### SOURCE DOCUMENT
We thank the reviewer for the suggestion regarding the use of the proboscis extension reflex (PER) assay to strengthen the link between labellar GRN activity and behavioral responses to cholesterol.
Author response image 1.
Our PER assay results shown above indicate that cholesterol presentation on the labellum or forelegs leads to an aversive response, as evidenced by a significant reduction in proboscis extension when compared to control stimuli (Author response image 1A. 2% sucrose or 2% sucrose with 10-1% cholesterol was applied to labellum or forelegs and the percent PER was recorded. n=6. Data were compared using single-factor ANOVA coupled with Scheffe’s post-hoc test. Statistical significance was compared with the control. Means ± SEMs. **p<0.01). This finding supports the idea that cholesterol is detected by labellar and leg GRNs and elicits behavioral avoidance. In contrast, sucrose stimulation robustly induces proboscis extension, as expected for an appetitive stimulus. We confirmed the defects of due to each Ir mutant by presenting the stimuli to the labellum (Author response image 1B). Together, these PER results provide a more direct behavioral correlate of labellar and leg GRN activation and reinforce our conclusion that cholesterol is sensed as an aversive tastant through the labellar bitter GRNs.
(5) The authors claim that the cholesterol receptor is composed of IR25a, IR76b, IR56d, and either IR7g or IR51b. While the authors have shown that IR25a and IR76b are each required for cholesterol sensing, they did not show that both are required components of the same receptor complex. If the authors are relying on previous studies to make this assumption, they should state this more clearly. Otherwise, I think further misexpression experiments may be needed where only IR25a or IR76b, but not both, are expressed in GRNs.
In our study, we relied on prior work demonstrating that Ir25a and Ir76b function as broadly required co-receptors in most IR-dependent chemosensory pathways (Ganguly et al., 2017; Lee et al., 2018). These studies showed that Ir25a and Ir76b are co-expressed in many GRNs across multiple taste modalities. Functional IR complexes often fail to form or signal properly in the absence of these co-receptors. Thus, it is widely accepted in the field that Ir25a and Ir76b function together as a core heteromeric scaffold for diverse IR complexes, akin to co-receptors in other ionotropic glutamate receptor families. We state that while Ir25a and Ir76b are presumed co-receptors in the cholesterol receptor complex based on their conserved roles, their direct physical interaction with Ir7g, Ir51b, and Ir56d remains to be demonstrated.
In support of this model, we note that in our ectopic expression experiments using I9 sensilla, which endogenously express Ir25a and Ir76b, introduction of either Ir7g + Ir56d or Ir51b + Ir56d was sufficient to confer cholesterol sensitivity (Figure 4B). We obtained a similar result in L6 sensilla (Figure 4D), which also endogenously express Ir25a and Ir76b. These findings imply that both co-receptors are already present in these sensilla and are likely part of the functional complex. However, we agree that we have not directly tested the requirement for both co-receptors in a minimal reconstitution context, such as expressing only Ir25a or Ir76b alongside tuning IRs in an otherwise null background. Such an experiment would indeed provide more direct evidence of their joint requirement in the receptor complex. Future studies, including heterologous expression experiments, will be necessary to define the cholesterol-receptor complexes.
######
### DATA EXCERPTS
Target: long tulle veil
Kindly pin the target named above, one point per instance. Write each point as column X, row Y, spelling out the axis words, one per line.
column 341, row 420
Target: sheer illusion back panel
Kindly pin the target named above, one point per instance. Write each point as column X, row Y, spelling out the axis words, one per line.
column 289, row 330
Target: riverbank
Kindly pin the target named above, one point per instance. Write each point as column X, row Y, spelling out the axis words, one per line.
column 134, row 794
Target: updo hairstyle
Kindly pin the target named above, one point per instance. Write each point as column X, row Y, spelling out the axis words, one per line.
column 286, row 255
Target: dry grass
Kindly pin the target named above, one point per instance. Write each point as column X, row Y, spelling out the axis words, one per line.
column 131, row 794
######
TASK STATEMENT ▸ Please reproduce the part of the cholesterol taste response word for word, starting with "We thank the" and going on through "responses to cholesterol.". The listing is not needed for any of the work.

REPLY ▸
We thank the reviewer for the suggestion regarding the use of the proboscis extension reflex (PER) assay to strengthen the link between labellar GRN activity and behavioral responses to cholesterol.